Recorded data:
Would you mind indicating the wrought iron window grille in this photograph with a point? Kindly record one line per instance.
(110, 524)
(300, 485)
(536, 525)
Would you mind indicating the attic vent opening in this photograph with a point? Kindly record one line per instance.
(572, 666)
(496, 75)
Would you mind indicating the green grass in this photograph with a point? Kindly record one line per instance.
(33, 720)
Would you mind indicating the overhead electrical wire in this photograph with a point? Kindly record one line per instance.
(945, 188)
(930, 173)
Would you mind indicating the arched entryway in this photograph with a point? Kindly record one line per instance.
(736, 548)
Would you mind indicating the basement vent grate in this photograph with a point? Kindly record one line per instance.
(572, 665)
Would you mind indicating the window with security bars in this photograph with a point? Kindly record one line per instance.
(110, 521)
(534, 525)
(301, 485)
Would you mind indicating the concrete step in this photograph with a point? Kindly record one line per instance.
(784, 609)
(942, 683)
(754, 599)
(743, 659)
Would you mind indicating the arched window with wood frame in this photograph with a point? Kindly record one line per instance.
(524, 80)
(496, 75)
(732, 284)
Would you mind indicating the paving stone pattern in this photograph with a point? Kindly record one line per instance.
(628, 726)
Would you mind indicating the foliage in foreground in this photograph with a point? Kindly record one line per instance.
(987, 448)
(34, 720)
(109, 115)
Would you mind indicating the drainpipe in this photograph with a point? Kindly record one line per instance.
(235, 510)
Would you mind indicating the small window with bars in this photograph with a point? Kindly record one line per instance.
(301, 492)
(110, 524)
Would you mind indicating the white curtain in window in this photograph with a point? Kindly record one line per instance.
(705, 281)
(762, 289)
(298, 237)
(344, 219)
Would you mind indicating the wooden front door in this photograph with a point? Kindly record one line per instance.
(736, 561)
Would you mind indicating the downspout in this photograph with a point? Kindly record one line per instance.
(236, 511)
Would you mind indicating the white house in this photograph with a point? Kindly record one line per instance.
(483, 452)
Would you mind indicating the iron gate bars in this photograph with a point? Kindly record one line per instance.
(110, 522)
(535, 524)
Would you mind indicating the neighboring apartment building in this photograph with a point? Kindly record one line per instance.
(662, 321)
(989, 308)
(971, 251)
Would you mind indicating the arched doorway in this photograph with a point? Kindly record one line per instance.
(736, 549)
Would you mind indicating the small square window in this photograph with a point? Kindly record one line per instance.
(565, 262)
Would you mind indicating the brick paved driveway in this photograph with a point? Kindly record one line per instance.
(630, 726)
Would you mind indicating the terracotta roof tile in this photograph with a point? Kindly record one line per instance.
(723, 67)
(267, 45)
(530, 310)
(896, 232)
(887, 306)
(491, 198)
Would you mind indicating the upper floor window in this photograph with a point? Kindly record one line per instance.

— Your goal —
In the records above, copy exactly the lines from the one that contains "Would you mind indicating the arched doorway" through the last, and nothing else.

— Response to this task —
Would you mind indicating the arched doorway in this photograph with a point? Kindly record one line per instance.
(736, 549)
Would you mind indicating the small square window in this photograph with a point? Kindly record one line per instance.
(565, 262)
Would you mind indicating the brick paved driveway in this photograph with a point? Kindly record one line per instance.
(630, 726)
Would you mind indicating the terracotta roof tile in this photograph with a point? Kindly record one line per instance.
(723, 67)
(267, 45)
(530, 310)
(896, 232)
(887, 306)
(491, 198)
Would you mind indicating the upper floor window in this photograph with a point? Kindly record one line per instance.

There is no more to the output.